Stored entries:
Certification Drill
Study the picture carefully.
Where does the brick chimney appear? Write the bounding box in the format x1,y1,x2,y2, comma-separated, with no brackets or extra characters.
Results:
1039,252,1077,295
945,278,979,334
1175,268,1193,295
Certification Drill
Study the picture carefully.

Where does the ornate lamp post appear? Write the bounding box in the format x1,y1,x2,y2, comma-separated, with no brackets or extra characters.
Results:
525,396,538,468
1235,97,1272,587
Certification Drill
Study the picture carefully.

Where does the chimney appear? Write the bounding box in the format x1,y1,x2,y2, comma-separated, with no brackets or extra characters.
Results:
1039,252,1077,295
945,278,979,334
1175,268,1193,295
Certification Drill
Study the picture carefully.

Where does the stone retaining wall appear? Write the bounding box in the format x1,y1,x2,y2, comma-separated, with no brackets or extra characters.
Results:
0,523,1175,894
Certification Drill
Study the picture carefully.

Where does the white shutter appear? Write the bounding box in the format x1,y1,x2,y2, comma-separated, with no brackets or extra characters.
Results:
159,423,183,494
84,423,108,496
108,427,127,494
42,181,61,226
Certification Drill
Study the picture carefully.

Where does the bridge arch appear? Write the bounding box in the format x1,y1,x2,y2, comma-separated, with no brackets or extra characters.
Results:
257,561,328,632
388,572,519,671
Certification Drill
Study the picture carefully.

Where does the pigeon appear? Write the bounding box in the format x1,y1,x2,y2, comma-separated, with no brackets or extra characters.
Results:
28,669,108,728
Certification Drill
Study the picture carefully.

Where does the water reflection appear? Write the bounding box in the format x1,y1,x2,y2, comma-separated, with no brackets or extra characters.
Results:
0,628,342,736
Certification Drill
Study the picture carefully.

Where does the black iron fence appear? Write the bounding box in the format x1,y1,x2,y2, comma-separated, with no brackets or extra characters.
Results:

● WHAT TO PRODUCE: Edit all the items above so that "Certification Drill" becomes "Practice Round" wherever it occurs. Leave every other line as it is.

● SOLUTION:
Practice Round
Study the picture carefully.
Where does the brick chimney appear? Write the bounding box in the format x1,y1,x2,y2, comma-separated, with no brackets or extra characters.
Results:
1039,252,1077,295
945,278,979,334
1175,268,1193,295
Practice Round
Study the picture carefully.

Where does the ornate lamp post appear? Write the bounding box in the format x1,y1,x2,y2, comma-separated, with no brackets or extra characters.
Results:
525,396,538,468
1235,97,1272,587
Practice Round
Study the picture carefully.

Where does the chimney appear? Write the bounding box in the format x1,y1,x2,y2, comma-separated, with no brackets or extra characters.
Results:
1039,252,1077,295
945,278,979,334
1175,268,1193,295
Practice Round
Study the picture carefully.

Where does the stone retaining wall appear? Write the bounding box in the format x1,y1,x2,y2, comma-separated, with no brackets or extra characters.
Results:
0,523,1175,894
Practice Round
Study the picture carefully.

Where does the white shutter appear? Write the bounding box in the format x1,y1,x2,y2, comma-separated, with no brackets or extra characters.
Results:
159,423,183,494
84,423,108,496
108,427,127,494
42,181,61,226
Practice Round
Study the picture carefully.

Where does the bridge arch appear? Write the bounding box in the format x1,y1,x2,y2, comma-separated, with no brackets or extra characters.
Results:
257,561,328,632
388,572,519,671
Practice Round
Study the picture carefully.

Where does the pigeon appear? Write the bounding box in the format x1,y1,x2,y2, comma-separated, with no brackets or extra characters.
Results:
28,669,108,728
Practice Round
Study the picture carefully.

Where does the water reflection appear? Write the bounding box in the format x1,y1,x2,y2, comma-separated, with no brackets or extra characters.
Results:
0,628,342,736
Practice Round
Study the picture carefully.

Where does the black iron fence appear? Write the bounding box in the format x1,y1,x2,y2, comma-separated, with no brackets or extra characters.
Results:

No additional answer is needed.